The second Activity at the end of Chapter 3 is… in the book, which is back at home (I’m visiting my girlfriend – everything is in flower here, and it’s beautiful). So I’m saving that for Part Three. But the third Activity, provided I’m remembering it right, is the suggestion that readers/students add more devotion – in the sense of altar-building, ritual action, prayer – to their days and… see what that’s like.
I do a (roughly) daily ritual of Moon Salutation. It accomplishes a bunch of things – stretching out my hips before bed so that I can get up and walk easily the next morning, yes, but also giving me a couple of minutes to (try to) focus my mind on my Lady of Song, Poetry, and Queerness, and to take a little bit of time to reach out and say hello and thank you to my recent (actually met them in life) ancestors, my Godself, my Fetch, and the Neighbours with-whom I share my house and who collectively provide for me and mine as a Bioregion.
Partially in response to this activity prompt, and partly just because I’ve been wondering since August 2020 how best I can honour the Amazons given that I’m not likely to take up HEMA any time soon. I made a necklace – amazonite and moonstone – last summer, as something that I could touch or wear that would make me think of them. But I wanted to do something else. Throwing money at a trans-inclusive org that promotes girls’ athletics was one option I considered, and may revisit, but what I decided would work better as… as a thing that I’m not just doing on automatic, a thing that isn’t just “fix it and forget it” the way a lot of money donations can be… I decided to incorporate doing a push-up into my regular Moon Salutations specifically because making my body stronger is a way to honour these very strong women who claimed me. My queer aunties of blood and spirit.

*-*-*

## SET TASKS
A – Reproduce the post on daily devotion and Moon Salutation word for word, in full.
B – From the records, collect every line that contains the string "sink". Matching is case-sensitive.

[Data entries]
*-*-*

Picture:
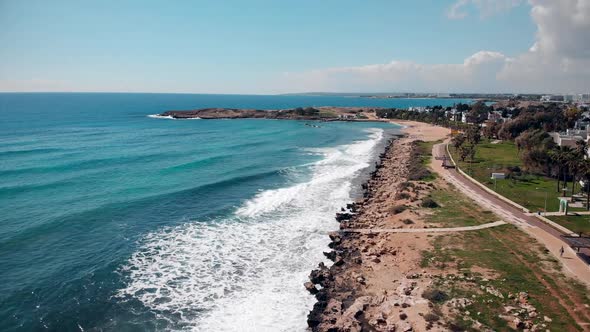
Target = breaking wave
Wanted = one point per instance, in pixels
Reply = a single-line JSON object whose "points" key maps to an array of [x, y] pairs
{"points": [[246, 272]]}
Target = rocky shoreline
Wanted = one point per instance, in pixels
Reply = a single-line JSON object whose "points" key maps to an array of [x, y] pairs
{"points": [[300, 113], [342, 296]]}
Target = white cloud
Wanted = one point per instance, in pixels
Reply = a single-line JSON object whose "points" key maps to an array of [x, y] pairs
{"points": [[559, 61], [460, 9]]}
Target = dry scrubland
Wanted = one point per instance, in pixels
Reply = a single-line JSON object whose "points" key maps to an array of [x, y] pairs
{"points": [[491, 279]]}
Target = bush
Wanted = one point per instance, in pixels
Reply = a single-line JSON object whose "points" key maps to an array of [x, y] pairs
{"points": [[431, 317], [398, 209], [435, 295], [402, 195], [429, 203], [407, 221]]}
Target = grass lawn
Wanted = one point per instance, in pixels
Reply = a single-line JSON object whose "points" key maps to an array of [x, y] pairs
{"points": [[503, 258], [456, 210], [425, 150], [575, 223], [530, 192]]}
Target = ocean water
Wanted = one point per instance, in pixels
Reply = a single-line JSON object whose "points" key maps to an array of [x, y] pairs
{"points": [[114, 221]]}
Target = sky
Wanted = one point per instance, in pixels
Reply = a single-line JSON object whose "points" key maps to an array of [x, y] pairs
{"points": [[269, 47]]}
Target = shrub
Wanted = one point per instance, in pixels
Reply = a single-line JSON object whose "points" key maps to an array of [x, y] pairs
{"points": [[435, 295], [402, 195], [429, 203], [397, 209], [431, 317]]}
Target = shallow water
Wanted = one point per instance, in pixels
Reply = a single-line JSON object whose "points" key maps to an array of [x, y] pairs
{"points": [[113, 220]]}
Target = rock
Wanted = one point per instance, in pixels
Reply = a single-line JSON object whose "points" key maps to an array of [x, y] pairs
{"points": [[523, 297], [493, 291], [310, 286], [343, 216], [330, 255], [320, 275], [460, 302], [403, 326]]}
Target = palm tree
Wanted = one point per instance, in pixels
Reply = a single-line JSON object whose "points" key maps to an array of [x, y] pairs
{"points": [[585, 173], [562, 155], [575, 160]]}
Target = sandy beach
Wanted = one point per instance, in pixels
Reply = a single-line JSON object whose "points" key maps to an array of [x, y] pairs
{"points": [[394, 271], [373, 282]]}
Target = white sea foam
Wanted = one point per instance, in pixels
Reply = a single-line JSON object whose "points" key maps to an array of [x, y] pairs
{"points": [[246, 273], [158, 116], [169, 117]]}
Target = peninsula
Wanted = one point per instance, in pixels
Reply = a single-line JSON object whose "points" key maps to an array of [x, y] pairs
{"points": [[299, 113]]}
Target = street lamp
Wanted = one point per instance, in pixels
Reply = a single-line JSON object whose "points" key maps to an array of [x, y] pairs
{"points": [[545, 210]]}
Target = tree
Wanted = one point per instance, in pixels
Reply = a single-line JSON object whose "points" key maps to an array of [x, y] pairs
{"points": [[585, 173], [491, 130], [458, 141], [466, 151], [473, 135]]}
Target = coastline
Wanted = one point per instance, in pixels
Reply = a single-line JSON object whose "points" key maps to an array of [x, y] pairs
{"points": [[372, 273]]}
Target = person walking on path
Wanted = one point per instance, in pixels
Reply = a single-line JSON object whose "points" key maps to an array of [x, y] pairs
{"points": [[561, 251]]}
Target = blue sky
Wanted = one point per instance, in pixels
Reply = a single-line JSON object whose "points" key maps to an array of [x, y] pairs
{"points": [[243, 46]]}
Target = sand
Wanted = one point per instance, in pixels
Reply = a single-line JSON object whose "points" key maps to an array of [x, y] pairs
{"points": [[375, 282]]}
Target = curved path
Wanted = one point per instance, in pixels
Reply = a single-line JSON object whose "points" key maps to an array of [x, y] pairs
{"points": [[423, 230], [545, 234]]}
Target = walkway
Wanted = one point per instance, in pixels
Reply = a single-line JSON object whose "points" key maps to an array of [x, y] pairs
{"points": [[545, 234], [570, 213], [423, 230]]}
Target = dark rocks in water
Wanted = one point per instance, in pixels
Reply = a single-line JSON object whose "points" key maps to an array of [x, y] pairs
{"points": [[343, 216], [320, 275], [311, 288], [330, 255], [352, 207], [314, 319]]}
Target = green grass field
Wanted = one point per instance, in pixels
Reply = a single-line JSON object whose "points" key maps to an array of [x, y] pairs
{"points": [[456, 210], [531, 192], [524, 266], [575, 223]]}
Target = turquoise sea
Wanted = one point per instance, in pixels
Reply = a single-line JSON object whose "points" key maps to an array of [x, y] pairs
{"points": [[114, 221]]}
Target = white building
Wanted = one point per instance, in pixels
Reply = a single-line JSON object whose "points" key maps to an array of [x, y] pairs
{"points": [[552, 98]]}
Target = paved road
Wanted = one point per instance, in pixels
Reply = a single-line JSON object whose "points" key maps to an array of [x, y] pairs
{"points": [[424, 230], [544, 233]]}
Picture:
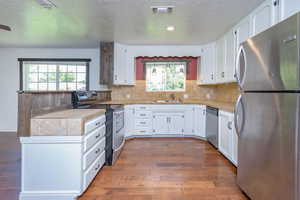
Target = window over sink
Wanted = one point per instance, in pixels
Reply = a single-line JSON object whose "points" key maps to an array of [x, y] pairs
{"points": [[54, 74], [165, 76]]}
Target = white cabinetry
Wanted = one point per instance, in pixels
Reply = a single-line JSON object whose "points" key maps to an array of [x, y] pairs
{"points": [[220, 45], [171, 123], [208, 65], [227, 136], [230, 51], [287, 8], [123, 65], [157, 120], [62, 167], [264, 16], [200, 121], [129, 120], [226, 58]]}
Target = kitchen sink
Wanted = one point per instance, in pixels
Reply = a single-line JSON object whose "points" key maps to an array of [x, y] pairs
{"points": [[168, 101]]}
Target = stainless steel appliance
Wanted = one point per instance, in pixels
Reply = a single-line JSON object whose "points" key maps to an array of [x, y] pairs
{"points": [[212, 121], [118, 132], [115, 133], [267, 113]]}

*-*-*

## EXERCISE RESPONSES
A –
The second Activity at the end of Chapter 3 is… in the book, which is back at home (I’m visiting my girlfriend – everything is in flower here, and it’s beautiful). So I’m saving that for Part Three. But the third Activity, provided I’m remembering it right, is the suggestion that readers/students add more devotion – in the sense of altar-building, ritual action, prayer – to their days and… see what that’s like.
I do a (roughly) daily ritual of Moon Salutation. It accomplishes a bunch of things – stretching out my hips before bed so that I can get up and walk easily the next morning, yes, but also giving me a couple of minutes to (try to) focus my mind on my Lady of Song, Poetry, and Queerness, and to take a little bit of time to reach out and say hello and thank you to my recent (actually met them in life) ancestors, my Godself, my Fetch, and the Neighbours with-whom I share my house and who collectively provide for me and mine as a Bioregion.
Partially in response to this activity prompt, and partly just because I’ve been wondering since August 2020 how best I can honour the Amazons given that I’m not likely to take up HEMA any time soon. I made a necklace – amazonite and moonstone – last summer, as something that I could touch or wear that would make me think of them. But I wanted to do something else. Throwing money at a trans-inclusive org that promotes girls’ athletics was one option I considered, and may revisit, but what I decided would work better as… as a thing that I’m not just doing on automatic, a thing that isn’t just “fix it and forget it” the way a lot of money donations can be… I decided to incorporate doing a push-up into my regular Moon Salutations specifically because making my body stronger is a way to honour these very strong women who claimed me. My queer aunties of blood and spirit.

B –
Target = window over sink
Target = kitchen sink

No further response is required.